(What the exercise asks)
Copy the records verbatim, from the start of the records through the line that contains "[1270, 190]", and leave the pictures out of your copy.

(Given records)

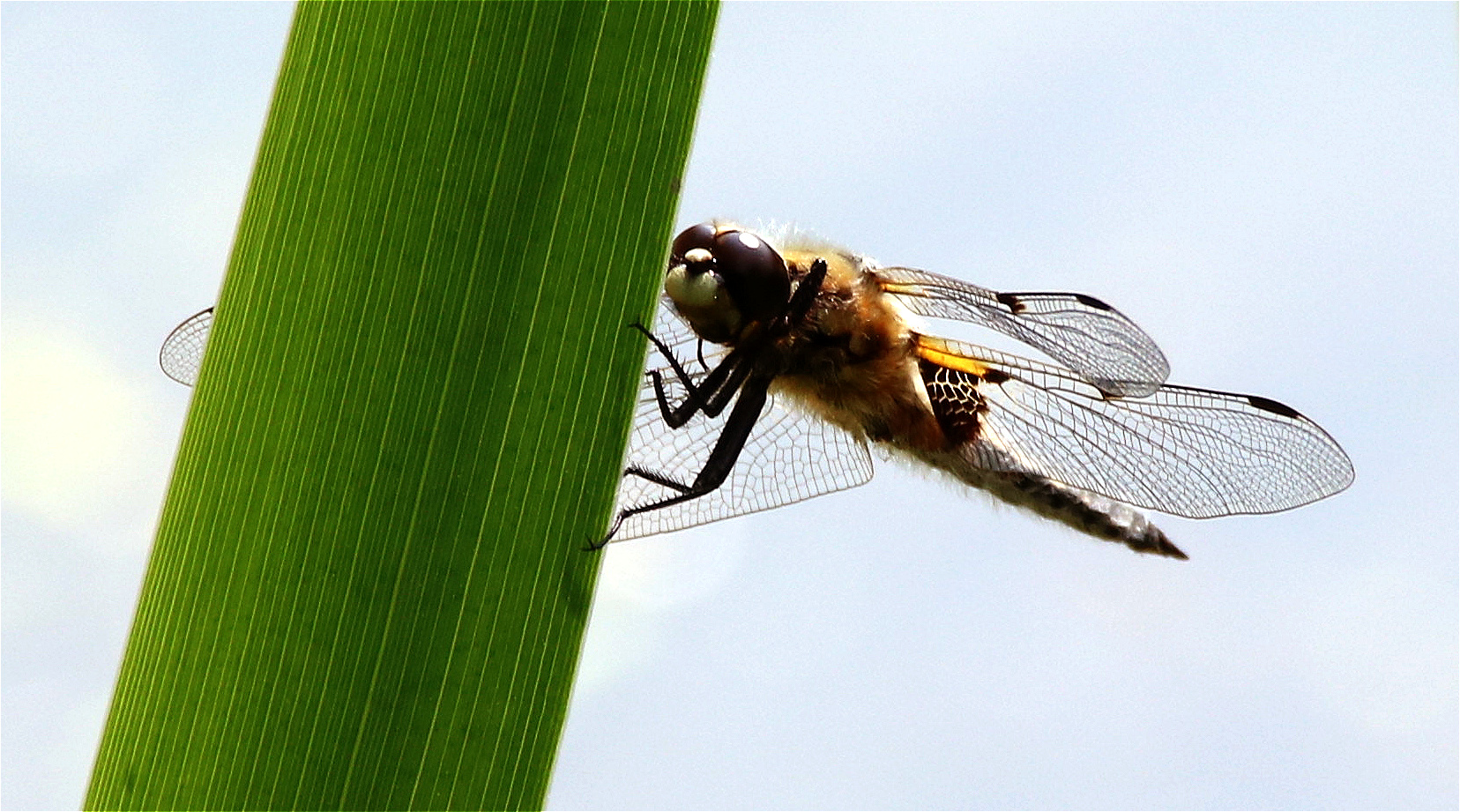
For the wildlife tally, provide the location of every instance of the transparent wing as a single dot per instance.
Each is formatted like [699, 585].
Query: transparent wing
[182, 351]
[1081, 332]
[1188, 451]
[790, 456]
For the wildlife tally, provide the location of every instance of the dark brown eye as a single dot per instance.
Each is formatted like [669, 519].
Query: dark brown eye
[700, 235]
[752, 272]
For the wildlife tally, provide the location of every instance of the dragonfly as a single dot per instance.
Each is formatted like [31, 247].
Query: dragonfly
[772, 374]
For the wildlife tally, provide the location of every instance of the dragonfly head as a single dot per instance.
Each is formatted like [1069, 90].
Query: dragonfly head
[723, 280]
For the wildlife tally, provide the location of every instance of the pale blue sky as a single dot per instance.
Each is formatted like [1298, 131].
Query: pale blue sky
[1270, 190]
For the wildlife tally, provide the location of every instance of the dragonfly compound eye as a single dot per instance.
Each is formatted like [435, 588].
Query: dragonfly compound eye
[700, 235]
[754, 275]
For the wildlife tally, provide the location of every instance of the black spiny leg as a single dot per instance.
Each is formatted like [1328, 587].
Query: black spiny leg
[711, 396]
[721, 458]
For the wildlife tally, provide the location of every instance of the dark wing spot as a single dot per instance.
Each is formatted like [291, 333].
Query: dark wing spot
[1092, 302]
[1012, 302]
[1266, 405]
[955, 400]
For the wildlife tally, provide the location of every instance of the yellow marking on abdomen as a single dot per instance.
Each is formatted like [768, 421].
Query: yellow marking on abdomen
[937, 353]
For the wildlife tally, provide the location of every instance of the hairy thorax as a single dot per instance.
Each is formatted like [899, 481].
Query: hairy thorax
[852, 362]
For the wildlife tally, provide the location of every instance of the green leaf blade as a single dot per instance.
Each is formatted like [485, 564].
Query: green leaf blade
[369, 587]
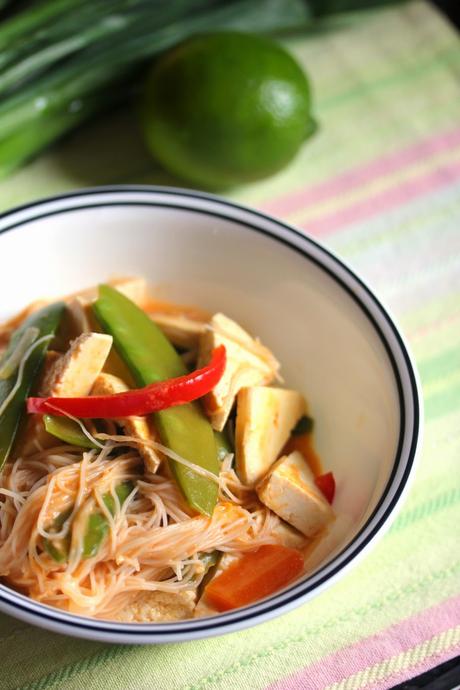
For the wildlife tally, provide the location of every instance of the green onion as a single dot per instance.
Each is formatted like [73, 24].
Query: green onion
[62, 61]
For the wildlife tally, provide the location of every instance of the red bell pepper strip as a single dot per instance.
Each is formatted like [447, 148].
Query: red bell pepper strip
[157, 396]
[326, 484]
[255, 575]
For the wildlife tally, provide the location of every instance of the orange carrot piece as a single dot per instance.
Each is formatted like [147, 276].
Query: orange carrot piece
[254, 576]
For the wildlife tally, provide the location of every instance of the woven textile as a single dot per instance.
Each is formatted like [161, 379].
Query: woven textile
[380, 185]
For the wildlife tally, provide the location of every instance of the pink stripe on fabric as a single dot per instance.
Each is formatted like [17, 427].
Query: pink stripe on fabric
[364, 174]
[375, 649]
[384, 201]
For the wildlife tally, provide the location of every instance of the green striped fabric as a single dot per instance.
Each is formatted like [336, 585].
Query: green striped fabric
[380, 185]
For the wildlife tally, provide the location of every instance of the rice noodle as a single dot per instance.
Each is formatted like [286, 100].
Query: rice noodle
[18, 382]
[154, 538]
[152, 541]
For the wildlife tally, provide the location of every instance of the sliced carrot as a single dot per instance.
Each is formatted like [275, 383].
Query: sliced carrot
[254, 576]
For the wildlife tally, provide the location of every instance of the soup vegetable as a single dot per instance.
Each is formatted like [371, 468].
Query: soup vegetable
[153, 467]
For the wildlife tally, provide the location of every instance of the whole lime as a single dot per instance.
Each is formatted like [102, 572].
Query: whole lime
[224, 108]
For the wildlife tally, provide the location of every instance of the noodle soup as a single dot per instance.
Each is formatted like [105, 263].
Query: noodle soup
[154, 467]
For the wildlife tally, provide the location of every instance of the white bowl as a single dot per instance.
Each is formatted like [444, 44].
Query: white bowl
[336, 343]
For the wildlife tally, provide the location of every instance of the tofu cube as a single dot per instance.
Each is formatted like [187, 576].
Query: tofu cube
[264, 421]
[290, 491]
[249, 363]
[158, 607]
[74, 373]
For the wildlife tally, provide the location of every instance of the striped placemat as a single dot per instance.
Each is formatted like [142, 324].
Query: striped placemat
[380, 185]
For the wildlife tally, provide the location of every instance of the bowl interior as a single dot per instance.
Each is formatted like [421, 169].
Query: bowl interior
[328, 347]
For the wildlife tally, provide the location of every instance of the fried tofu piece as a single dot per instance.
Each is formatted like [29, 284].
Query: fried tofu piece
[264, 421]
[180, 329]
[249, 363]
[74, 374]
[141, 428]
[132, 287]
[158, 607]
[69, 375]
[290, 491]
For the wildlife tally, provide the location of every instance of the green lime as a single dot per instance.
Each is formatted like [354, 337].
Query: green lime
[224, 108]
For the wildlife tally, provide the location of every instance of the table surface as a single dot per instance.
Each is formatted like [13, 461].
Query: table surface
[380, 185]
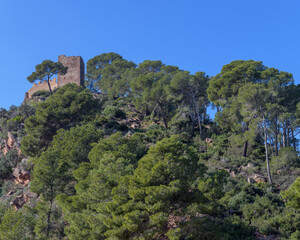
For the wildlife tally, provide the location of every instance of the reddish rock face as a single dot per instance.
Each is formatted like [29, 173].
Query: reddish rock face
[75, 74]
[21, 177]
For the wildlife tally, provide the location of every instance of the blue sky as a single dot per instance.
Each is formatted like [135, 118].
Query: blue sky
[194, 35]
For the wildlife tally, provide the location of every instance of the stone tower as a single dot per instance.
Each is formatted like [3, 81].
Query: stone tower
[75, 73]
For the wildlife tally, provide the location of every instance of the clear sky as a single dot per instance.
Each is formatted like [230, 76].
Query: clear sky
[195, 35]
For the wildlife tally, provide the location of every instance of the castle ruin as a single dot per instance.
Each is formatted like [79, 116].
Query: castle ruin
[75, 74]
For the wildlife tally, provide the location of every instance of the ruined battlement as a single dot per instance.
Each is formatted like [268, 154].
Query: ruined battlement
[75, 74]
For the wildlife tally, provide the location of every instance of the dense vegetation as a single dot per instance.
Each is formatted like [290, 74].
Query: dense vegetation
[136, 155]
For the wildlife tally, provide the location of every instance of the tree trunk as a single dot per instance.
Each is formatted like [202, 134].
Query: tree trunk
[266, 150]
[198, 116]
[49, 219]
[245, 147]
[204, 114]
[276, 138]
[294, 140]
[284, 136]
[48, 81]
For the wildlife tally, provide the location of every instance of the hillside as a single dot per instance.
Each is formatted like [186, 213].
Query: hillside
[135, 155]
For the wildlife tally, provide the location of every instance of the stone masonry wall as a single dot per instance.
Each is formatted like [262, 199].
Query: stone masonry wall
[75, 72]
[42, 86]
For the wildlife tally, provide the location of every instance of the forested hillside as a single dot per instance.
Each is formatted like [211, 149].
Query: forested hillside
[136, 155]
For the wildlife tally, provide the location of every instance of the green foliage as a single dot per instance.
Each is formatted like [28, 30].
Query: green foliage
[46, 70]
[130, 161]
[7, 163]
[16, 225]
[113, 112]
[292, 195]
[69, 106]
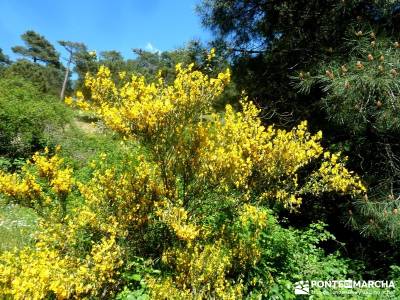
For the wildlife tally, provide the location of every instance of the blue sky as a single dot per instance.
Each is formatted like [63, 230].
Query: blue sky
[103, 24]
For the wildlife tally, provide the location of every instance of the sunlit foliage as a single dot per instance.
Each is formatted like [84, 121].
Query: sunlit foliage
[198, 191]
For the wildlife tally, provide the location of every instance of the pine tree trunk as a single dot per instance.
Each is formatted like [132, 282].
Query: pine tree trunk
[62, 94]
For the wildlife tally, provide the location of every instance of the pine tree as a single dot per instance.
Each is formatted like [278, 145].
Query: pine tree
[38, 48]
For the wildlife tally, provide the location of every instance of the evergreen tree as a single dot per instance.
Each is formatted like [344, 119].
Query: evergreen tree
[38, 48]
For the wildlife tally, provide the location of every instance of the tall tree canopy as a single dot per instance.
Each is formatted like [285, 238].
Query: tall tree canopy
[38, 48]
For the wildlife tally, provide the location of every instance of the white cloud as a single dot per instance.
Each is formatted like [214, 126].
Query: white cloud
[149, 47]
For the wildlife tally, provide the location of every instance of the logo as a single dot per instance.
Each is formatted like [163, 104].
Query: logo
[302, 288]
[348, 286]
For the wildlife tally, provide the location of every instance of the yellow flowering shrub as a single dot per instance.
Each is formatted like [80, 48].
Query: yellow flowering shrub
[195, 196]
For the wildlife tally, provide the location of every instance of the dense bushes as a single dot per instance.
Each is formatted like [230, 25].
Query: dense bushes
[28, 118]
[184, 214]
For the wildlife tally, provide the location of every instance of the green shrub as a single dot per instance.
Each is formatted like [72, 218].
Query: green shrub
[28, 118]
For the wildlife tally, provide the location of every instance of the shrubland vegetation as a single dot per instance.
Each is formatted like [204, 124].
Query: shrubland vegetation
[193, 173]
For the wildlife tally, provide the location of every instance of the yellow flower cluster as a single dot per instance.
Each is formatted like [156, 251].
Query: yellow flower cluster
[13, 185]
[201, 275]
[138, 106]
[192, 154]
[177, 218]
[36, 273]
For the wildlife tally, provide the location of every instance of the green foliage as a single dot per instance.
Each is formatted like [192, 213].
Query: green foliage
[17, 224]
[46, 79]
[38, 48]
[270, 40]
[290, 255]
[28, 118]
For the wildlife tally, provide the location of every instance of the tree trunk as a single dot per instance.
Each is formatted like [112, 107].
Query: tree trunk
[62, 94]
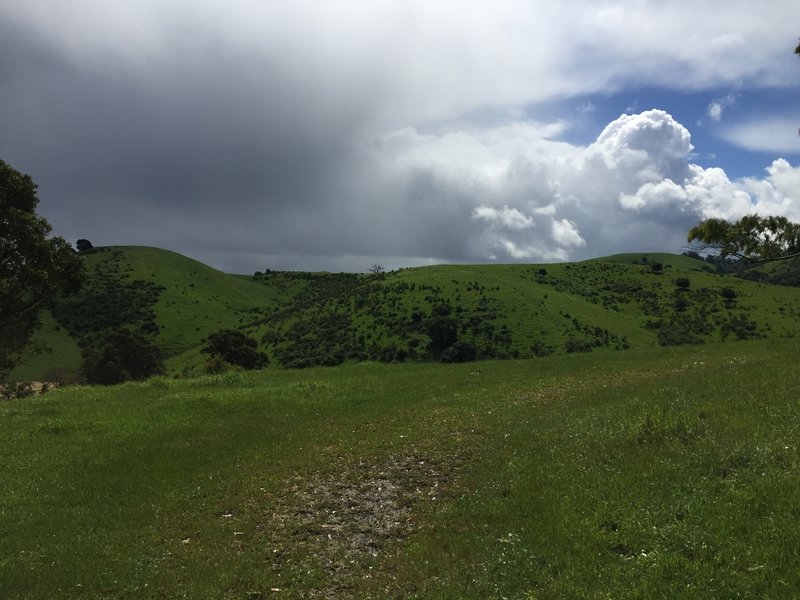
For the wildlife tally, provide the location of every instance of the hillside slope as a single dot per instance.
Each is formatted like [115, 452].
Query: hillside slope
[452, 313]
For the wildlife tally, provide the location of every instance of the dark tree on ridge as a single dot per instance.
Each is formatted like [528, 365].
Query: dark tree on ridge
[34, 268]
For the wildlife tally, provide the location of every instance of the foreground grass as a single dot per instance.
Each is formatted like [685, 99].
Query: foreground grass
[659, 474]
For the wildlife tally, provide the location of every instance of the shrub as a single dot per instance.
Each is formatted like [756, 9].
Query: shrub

(Reply)
For the wildlife tally, provide the location of every instance of the transparent wing as a single dot per instance.
Each is formatted like [699, 585].
Query: transparent wing
[182, 351]
[1081, 332]
[1188, 451]
[790, 456]
For the wildlife tally, provide the location of every instance of the dark brown eye as a single dot per instance.
Each is formatted like [669, 519].
Query: dark brown eye
[700, 235]
[752, 272]
For the wildlife tally, provide the location of every instance of the dragonfly as a single dot per instance.
Each is formatted like [31, 247].
Query: dragonfly
[772, 374]
For the wildlife tally, provide the location of every instance of the dragonfly head as a single dot per instance.
Each is formatted like [1069, 90].
Query: dragonfly head
[723, 280]
For the wildlife tally, provide the location of every instance of the pale blue sky as a single dot per instance.
Each is formatted like [1298, 131].
Query: pale blue sky
[1270, 190]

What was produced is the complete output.